Skip to content

Streaming Error Handling

M04C05: Streaming Error Handling – Mixed Good/Bad Data in a Single FuncPipe

Progression Note

By the end of Module 4, you will master safe recursion over unpredictable tree-shaped data, monoidal folds as the universal recursion pattern, Result/Option for streaming error handling, validation aggregators, retries, and structured error reporting — all while preserving laziness, equational reasoning, and constant call-stack usage.

Here's a snippet from the progression map:

Module Focus Key Outcomes
3 Lazy Iteration & Generators Memory-efficient streaming, itertools mastery, short-circuiting, observability
4 Safe Recursion & Error Handling in Streams Stack-safe tree recursion, folds, Result/Option, streaming validation/retries/reports
5 Advanced Type-Driven Design ADTs, exhaustive pattern matching, total functions, refined types

Core question:
How do you keep a lazy streaming pipeline flowing when individual records fail, while faithfully collecting every error with full provenance and enabling one-pass routing, recovery, or parallel processing — all without materialising the stream?

We now take the TreeDoc → Chunk → Result[Chunk, ErrInfo] stream from M04C04 and face the real-world production reality:

99 % of chunks embed successfully, but 1 % fail for different reasons (Unicode, OOM, model rejection, network timeout).

A naïve pipeline would:

for chunk in chunks:
    embedded.append(embed_chunk(chunk))   # raises → entire pipeline dies

You lose everything after the first bad chunk.

Even a careful try/except loop either: - halts on first error, - silently drops bad chunks, - or materialises everything just to separate good/bad.

The production solution uses tiny, composable streaming combinators that treat Result as a normal value:

embedded = par_try_map_iter(embed_chunk, chunks_with_path, stage="embed")
# → Iterator[Result[Chunk, ErrInfo]] that never raises and preserves order

The stream continues forever; good chunks flow through immediately; every failure is captured with full provenance and can be logged, retried, or routed without stopping anything.

Audience: Engineers who run RAG (or any data-processing) pipelines over real-world messy data and refuse to lose 99 % of their work because of 1 % bad records.

> [OBJECTIVES]:
- A) Which four reasons does the article give for chunks failing to embed?
- B) How would you sum up the article in two sentences?

> [Rows from a pointing dataset]:
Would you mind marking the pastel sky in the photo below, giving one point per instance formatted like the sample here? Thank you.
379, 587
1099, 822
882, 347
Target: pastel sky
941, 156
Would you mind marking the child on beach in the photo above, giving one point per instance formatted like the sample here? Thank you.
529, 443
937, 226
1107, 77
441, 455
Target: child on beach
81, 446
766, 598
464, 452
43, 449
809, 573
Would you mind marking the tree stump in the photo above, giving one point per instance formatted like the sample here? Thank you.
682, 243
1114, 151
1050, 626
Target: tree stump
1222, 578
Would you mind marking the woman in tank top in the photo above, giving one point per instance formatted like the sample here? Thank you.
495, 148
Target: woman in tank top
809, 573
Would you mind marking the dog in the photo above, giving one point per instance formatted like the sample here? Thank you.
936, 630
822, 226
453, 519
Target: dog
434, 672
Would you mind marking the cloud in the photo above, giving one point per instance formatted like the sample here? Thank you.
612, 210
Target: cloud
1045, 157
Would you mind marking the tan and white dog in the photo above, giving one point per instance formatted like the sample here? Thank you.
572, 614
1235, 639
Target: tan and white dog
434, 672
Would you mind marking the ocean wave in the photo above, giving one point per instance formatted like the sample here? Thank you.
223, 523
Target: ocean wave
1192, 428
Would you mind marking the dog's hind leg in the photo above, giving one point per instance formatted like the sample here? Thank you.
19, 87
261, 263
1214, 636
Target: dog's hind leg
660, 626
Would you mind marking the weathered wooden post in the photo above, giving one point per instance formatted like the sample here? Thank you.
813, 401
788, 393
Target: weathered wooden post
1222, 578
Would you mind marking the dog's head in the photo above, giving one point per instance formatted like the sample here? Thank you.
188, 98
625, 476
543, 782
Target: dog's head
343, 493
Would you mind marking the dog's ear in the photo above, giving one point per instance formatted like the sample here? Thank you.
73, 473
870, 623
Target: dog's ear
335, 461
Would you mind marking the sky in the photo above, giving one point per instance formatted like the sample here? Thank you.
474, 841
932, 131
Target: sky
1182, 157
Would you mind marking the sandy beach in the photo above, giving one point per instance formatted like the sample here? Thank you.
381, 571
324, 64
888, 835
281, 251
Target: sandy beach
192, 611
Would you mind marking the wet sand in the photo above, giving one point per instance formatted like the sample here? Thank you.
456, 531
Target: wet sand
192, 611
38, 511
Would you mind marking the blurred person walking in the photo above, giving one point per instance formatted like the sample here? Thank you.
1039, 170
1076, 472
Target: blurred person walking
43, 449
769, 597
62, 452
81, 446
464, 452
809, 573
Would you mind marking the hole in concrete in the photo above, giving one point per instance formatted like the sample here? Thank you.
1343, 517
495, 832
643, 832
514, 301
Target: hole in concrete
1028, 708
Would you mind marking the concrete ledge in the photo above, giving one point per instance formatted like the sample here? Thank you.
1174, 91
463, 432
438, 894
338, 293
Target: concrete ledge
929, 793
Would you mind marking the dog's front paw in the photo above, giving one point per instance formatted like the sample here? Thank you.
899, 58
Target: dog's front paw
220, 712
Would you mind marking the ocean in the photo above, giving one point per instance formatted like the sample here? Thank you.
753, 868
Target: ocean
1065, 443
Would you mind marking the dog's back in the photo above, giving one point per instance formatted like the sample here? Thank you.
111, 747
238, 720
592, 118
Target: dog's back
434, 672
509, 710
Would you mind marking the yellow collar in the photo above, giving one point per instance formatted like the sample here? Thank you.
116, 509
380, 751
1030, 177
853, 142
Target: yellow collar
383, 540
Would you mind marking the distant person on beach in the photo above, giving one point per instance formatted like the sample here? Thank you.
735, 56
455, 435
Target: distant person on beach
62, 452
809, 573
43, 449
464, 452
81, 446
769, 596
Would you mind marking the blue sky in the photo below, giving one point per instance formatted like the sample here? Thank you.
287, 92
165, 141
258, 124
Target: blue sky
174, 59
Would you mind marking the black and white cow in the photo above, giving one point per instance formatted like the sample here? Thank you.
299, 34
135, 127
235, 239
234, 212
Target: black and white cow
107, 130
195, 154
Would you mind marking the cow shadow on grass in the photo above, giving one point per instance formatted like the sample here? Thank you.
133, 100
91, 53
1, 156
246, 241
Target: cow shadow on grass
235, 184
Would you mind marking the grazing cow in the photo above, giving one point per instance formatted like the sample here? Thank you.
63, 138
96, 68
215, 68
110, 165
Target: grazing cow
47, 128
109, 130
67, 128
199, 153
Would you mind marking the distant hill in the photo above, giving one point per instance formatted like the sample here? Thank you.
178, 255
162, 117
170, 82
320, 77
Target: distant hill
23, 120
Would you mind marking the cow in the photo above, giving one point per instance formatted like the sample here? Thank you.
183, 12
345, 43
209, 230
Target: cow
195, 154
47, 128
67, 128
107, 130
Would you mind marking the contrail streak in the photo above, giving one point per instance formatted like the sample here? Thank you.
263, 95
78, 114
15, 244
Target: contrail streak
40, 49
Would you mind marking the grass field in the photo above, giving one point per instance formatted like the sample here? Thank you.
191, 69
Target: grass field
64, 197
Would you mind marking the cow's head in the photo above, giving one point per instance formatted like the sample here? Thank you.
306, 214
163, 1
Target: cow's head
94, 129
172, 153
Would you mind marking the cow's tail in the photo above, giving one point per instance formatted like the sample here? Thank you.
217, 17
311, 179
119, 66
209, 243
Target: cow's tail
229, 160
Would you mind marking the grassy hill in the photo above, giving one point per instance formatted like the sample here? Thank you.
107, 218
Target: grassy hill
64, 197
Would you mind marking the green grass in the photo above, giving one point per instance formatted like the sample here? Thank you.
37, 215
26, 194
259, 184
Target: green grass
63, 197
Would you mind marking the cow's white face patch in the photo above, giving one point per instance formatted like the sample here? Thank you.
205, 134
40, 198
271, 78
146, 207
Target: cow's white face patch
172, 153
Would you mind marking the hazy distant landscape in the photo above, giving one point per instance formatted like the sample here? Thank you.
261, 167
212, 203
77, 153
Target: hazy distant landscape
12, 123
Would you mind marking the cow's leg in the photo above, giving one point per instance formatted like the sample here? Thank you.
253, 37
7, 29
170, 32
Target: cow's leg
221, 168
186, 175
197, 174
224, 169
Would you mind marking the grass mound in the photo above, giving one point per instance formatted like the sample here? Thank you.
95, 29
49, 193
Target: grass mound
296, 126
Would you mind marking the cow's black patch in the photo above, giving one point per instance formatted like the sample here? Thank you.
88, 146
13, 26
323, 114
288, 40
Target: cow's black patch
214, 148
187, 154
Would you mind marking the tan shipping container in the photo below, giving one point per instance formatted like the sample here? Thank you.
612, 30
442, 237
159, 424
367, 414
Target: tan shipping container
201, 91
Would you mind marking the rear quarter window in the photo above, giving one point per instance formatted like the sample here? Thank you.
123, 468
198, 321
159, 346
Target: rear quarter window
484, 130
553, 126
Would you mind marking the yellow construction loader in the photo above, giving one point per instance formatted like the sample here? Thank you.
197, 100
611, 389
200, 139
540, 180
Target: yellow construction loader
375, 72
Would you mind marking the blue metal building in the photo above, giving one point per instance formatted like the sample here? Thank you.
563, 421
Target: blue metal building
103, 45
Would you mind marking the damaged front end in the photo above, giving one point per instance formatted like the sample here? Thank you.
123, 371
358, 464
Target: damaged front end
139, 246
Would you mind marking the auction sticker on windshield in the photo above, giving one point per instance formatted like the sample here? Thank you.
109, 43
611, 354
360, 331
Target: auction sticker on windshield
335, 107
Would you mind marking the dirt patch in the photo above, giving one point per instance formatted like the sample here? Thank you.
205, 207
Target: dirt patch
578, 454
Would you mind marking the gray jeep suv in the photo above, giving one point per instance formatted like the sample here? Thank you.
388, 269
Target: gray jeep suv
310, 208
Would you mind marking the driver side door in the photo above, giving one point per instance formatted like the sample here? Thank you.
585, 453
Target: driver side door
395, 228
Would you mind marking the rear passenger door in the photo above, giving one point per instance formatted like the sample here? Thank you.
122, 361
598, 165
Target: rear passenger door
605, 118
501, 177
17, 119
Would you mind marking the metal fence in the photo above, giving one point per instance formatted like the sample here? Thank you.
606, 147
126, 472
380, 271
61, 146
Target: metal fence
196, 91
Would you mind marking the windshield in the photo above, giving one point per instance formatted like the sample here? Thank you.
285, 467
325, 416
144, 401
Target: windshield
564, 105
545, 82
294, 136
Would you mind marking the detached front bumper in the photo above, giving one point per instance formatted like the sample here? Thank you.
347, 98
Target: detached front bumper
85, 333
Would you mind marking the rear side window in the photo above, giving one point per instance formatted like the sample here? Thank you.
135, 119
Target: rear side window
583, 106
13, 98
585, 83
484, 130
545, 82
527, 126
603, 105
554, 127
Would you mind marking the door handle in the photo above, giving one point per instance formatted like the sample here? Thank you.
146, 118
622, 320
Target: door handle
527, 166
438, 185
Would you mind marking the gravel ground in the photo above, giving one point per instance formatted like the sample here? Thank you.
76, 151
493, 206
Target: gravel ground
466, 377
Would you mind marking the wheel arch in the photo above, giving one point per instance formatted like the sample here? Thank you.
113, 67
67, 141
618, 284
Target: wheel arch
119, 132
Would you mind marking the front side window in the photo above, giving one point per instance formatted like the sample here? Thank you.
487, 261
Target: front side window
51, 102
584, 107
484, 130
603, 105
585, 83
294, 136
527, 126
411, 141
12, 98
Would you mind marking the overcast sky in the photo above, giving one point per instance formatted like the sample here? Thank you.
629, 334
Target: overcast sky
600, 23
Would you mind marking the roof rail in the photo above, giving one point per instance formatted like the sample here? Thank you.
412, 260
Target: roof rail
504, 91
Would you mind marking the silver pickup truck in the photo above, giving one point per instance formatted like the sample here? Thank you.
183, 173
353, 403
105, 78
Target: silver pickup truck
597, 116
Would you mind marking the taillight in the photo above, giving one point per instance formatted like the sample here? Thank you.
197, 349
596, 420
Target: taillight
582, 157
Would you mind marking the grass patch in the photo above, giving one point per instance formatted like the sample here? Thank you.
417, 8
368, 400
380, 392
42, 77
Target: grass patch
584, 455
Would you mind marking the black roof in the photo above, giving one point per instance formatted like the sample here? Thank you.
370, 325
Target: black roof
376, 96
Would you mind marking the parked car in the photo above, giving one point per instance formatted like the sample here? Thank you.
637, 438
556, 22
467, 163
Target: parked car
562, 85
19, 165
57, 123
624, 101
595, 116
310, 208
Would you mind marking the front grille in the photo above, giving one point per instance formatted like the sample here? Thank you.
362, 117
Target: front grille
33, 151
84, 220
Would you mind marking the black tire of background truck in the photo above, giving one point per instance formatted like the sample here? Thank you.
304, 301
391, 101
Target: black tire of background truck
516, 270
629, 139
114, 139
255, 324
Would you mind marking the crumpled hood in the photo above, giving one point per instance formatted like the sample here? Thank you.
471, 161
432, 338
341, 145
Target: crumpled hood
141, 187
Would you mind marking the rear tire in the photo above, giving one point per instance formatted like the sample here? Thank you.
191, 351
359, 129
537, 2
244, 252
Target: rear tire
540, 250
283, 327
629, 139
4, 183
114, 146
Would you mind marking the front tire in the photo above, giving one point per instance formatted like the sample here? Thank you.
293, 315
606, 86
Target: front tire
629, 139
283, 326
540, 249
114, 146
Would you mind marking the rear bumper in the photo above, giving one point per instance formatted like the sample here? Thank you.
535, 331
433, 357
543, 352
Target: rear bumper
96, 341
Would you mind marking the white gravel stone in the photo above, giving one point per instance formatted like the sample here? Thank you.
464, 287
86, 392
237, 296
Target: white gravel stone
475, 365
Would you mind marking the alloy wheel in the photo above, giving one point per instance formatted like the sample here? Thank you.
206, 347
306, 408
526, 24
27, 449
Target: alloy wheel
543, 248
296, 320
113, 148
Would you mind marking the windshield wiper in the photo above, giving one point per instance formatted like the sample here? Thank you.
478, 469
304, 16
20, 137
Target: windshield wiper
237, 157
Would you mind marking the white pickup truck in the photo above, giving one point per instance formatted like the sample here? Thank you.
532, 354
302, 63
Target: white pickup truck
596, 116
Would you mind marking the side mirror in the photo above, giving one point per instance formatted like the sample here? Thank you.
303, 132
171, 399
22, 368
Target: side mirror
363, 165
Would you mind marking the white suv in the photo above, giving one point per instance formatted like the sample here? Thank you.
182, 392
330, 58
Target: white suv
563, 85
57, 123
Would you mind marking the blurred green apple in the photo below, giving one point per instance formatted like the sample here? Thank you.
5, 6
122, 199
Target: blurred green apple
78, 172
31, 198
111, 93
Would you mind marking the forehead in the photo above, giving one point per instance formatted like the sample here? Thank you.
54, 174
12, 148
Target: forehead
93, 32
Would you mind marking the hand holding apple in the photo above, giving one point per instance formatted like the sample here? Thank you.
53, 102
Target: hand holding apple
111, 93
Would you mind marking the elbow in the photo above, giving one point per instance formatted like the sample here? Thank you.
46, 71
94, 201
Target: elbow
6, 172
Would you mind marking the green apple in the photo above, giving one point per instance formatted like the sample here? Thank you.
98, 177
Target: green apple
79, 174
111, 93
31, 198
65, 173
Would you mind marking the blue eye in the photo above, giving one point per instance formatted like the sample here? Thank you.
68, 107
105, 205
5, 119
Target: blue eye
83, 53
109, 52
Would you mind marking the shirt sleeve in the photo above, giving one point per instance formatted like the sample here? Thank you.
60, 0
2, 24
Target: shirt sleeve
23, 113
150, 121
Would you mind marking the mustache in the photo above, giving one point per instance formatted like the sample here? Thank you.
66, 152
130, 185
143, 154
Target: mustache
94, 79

> [THE REPLIES]:
- A) Unicode, OOM, model rejection, and network timeout.

- B) A naïve embedding loop over a stream of chunks dies at the first bad chunk, and even a careful try/except loop halts, silently drops bad chunks, or materializes everything to separate good from bad. The proposed solution uses small, composable streaming combinators such as par_try_map_iter, which treat Result as a normal value, never raise, and preserve order, so good chunks flow through immediately while every failure is captured with full provenance for logging, retrying, or routing.